───── Given data ─────

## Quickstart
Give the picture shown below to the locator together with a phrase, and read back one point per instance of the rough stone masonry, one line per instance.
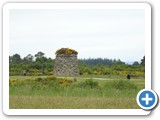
(66, 64)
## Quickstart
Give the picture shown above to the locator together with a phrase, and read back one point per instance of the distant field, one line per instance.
(82, 92)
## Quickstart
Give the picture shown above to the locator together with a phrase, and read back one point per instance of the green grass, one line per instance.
(80, 92)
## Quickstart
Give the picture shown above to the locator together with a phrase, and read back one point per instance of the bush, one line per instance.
(51, 78)
(89, 83)
(123, 85)
(64, 81)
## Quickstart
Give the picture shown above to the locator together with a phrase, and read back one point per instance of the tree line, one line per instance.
(35, 64)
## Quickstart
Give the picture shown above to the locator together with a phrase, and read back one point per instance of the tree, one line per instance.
(29, 58)
(16, 58)
(143, 61)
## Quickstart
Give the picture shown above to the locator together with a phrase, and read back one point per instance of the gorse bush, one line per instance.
(89, 83)
(123, 85)
(66, 51)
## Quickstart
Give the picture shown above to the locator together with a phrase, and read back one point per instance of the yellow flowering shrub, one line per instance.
(67, 51)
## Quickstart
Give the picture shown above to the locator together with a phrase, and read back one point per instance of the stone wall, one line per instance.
(66, 65)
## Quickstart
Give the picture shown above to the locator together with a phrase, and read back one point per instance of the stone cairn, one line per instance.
(66, 62)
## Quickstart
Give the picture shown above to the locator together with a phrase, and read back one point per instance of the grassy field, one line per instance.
(82, 92)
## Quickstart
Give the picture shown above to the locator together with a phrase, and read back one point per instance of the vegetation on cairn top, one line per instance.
(66, 51)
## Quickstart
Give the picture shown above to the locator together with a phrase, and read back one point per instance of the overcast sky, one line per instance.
(93, 33)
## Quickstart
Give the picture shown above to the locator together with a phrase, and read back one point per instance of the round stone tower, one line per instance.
(66, 62)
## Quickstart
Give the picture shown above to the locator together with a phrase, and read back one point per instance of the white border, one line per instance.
(9, 6)
(147, 108)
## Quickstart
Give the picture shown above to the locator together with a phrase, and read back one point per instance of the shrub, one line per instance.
(64, 81)
(51, 78)
(67, 51)
(122, 84)
(38, 79)
(89, 83)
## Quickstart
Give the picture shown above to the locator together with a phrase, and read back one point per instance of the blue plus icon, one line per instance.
(147, 99)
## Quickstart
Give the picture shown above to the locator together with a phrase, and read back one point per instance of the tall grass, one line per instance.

─────

Direction -
Transcribe every entry word for word, but skip the pictures.

Solution to this task -
## Quickstart
Give the picture shown below to the locator together with a phrase, and read back one point per instance of the rough stone masonry, one line per instance.
(66, 64)
## Quickstart
Give the picture shown above to the locator together with a phrase, and read back one point per instance of the distant field, one line per instance.
(82, 92)
## Quickstart
Give the picture shown above to the locator together with a phrase, and read back one point per instance of the green grass, one line per instance.
(80, 92)
## Quickstart
Give the picture shown above to the locator together with a phrase, and read back one point per instance of the bush, one line per instance.
(51, 78)
(89, 83)
(123, 85)
(64, 81)
## Quickstart
Give the picture shown above to the locator together with a phrase, and read back one point per instance of the tree line, one line per instance.
(35, 64)
## Quickstart
Give the picture shown above to the locator together with a phrase, and read back one point per instance of the tree, one line per instance.
(29, 58)
(16, 58)
(143, 61)
## Quickstart
Give the picture shown above to the locator together with a phrase, and read back one point per instance of the gorse bush, one line per instance.
(89, 83)
(123, 85)
(66, 51)
## Quickstart
Give the picture shown above to the locator together with a phrase, and read back one point per instance of the yellow flowering shrub, one line per instance.
(67, 51)
## Quickstart
Give the picture shown above to the locator together with a phrase, and read back one point per instance of the stone wall, one line per instance.
(66, 65)
## Quickstart
Give the picture shown above to the locator together with a phrase, and read back one point per instance of the stone cairn, one line per instance.
(66, 62)
## Quickstart
Give the picture shown above to the locator together with a phrase, and read back one point per instance of the grassy field, one line per instance.
(82, 92)
## Quickstart
Give the picture shown above to the locator together with a phrase, and read back one point per instance of the vegetation on cairn top, one line per instance.
(66, 51)
## Quickstart
Give the picture shown above to the locator together with a phrase, and read back one point per instance of the overcast sky, one line per instance.
(93, 33)
## Quickstart
Give the picture shown above to the locator together with a phrase, and read back one point per instance of the round stone tower, one line per instance.
(66, 62)
## Quickstart
Give the picture shown above to the locator together with a phrase, and read back one point per instance of the white border, one line per instance.
(9, 6)
(147, 108)
## Quickstart
Give the picture shown above to the locator together with a phrase, and read back one point per instance of the shrub, one line per instance.
(64, 81)
(51, 78)
(67, 51)
(122, 84)
(38, 79)
(89, 83)
## Quickstart
Give the picture shown above to the locator together with a phrase, and read back one point per instance of the blue plus icon, one line per instance.
(147, 99)
## Quickstart
Give the picture shown above to the locator together with a phrase, and read back one point per instance of the tall grass, one line per instance.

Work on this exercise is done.